··· INFORMATION SUPPLIED

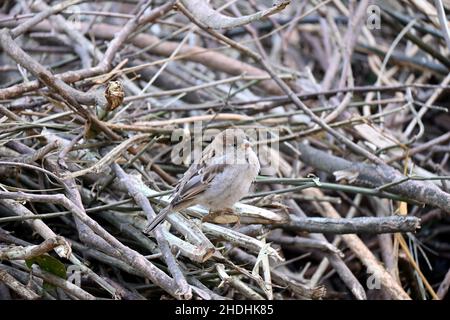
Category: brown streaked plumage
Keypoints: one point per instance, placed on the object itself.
(223, 175)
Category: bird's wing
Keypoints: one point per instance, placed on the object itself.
(196, 183)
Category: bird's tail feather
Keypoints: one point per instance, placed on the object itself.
(159, 218)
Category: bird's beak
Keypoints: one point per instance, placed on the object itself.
(246, 144)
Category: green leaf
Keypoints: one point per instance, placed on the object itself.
(50, 264)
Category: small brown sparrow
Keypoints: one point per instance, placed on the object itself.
(223, 175)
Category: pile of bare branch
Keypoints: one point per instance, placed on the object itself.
(352, 99)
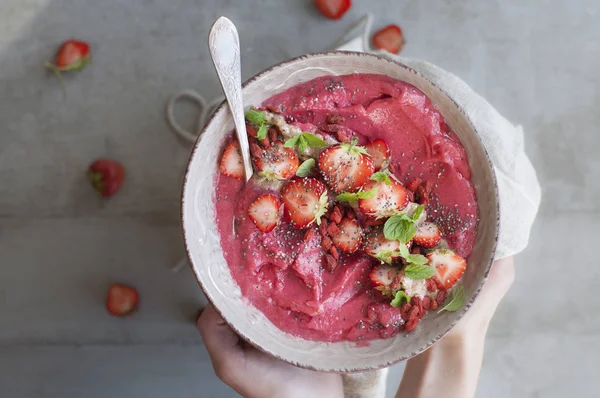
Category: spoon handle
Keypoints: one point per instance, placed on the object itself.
(224, 47)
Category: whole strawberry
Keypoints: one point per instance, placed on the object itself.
(106, 176)
(73, 55)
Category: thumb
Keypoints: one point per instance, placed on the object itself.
(221, 342)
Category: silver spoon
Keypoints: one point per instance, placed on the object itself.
(224, 47)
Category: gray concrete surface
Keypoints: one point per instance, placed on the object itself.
(60, 246)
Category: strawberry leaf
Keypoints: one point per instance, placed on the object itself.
(256, 117)
(417, 213)
(417, 259)
(415, 271)
(302, 144)
(306, 168)
(456, 300)
(292, 142)
(380, 176)
(323, 205)
(261, 134)
(400, 227)
(404, 250)
(399, 297)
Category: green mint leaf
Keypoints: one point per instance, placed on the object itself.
(292, 142)
(404, 250)
(417, 259)
(456, 300)
(323, 205)
(384, 256)
(302, 144)
(261, 134)
(313, 141)
(399, 297)
(380, 176)
(417, 213)
(399, 227)
(353, 197)
(305, 168)
(256, 117)
(415, 271)
(352, 148)
(305, 140)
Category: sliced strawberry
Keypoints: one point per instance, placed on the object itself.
(264, 212)
(276, 162)
(380, 153)
(383, 275)
(345, 167)
(121, 299)
(349, 237)
(376, 243)
(232, 164)
(333, 9)
(388, 200)
(428, 235)
(251, 130)
(305, 201)
(389, 38)
(450, 267)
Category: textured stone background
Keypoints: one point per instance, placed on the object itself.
(60, 245)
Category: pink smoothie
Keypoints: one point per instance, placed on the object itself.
(281, 274)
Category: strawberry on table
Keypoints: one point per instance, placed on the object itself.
(428, 235)
(346, 166)
(305, 201)
(264, 212)
(276, 162)
(73, 55)
(380, 153)
(106, 176)
(390, 198)
(232, 164)
(449, 266)
(121, 300)
(333, 9)
(349, 236)
(390, 38)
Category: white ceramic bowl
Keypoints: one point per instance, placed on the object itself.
(203, 244)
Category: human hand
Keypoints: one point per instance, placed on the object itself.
(477, 319)
(254, 374)
(450, 368)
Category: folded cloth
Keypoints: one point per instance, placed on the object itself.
(518, 187)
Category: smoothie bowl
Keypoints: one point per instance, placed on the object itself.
(369, 226)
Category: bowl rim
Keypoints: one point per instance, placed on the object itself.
(466, 306)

······

**REQUIREMENT**
Show each line in the data where the string "brown" appears.

**EXERCISE RESULT**
Category: brown streaked plumage
Category: small brown sparrow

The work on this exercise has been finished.